Material for the task
>> START
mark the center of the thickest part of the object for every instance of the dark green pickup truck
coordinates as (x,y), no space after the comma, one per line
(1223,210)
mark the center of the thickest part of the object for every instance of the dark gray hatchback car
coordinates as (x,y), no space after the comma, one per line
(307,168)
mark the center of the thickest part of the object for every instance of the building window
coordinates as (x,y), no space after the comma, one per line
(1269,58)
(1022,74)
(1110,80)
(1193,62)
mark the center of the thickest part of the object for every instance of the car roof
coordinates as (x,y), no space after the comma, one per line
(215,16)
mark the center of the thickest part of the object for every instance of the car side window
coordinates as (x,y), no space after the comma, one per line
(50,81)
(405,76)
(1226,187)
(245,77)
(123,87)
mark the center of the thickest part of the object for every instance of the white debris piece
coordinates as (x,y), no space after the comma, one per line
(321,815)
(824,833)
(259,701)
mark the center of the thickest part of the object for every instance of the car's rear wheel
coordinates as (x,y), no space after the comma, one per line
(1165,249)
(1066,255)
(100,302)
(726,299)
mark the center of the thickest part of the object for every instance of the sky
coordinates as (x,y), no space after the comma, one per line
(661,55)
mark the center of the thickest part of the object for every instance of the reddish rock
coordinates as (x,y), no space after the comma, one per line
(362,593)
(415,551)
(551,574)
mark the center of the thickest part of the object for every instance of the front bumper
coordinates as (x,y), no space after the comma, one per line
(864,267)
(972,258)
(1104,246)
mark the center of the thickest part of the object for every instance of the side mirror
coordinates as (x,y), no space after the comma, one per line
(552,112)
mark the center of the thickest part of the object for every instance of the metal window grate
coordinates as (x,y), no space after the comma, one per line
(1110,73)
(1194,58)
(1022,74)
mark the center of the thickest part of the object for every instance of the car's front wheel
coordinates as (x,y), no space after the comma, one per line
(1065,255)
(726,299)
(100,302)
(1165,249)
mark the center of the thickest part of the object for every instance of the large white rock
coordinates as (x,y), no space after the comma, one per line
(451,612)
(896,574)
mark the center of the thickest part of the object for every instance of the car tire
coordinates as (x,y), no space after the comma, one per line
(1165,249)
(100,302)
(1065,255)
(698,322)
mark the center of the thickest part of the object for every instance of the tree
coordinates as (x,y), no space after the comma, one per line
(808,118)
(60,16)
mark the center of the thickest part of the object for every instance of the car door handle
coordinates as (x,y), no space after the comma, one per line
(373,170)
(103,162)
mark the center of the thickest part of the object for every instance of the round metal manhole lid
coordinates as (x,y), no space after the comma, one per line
>> END
Please rescale the lines starting with the one containing "of the tree" and going on through the end of the entries. Copy every line again, requests included, multiplying each coordinate in the answers by 1.65 and rounding to whole numbers, with halves rounded up.

Solution
mark the center of the thickest part of the object for every instance of the tree
coordinates as (x,y), no space after the comma, one per line
(1333,195)
(99,26)
mark the center of the thickest part of the object for every instance of the car door handle
coordinates as (x,y), no space after the comma, one per line
(615,281)
(170,267)
mark the center of the thickest part of the object for every instance of the round metal manhole lid
coordinates as (x,y), no space after the comma, one per line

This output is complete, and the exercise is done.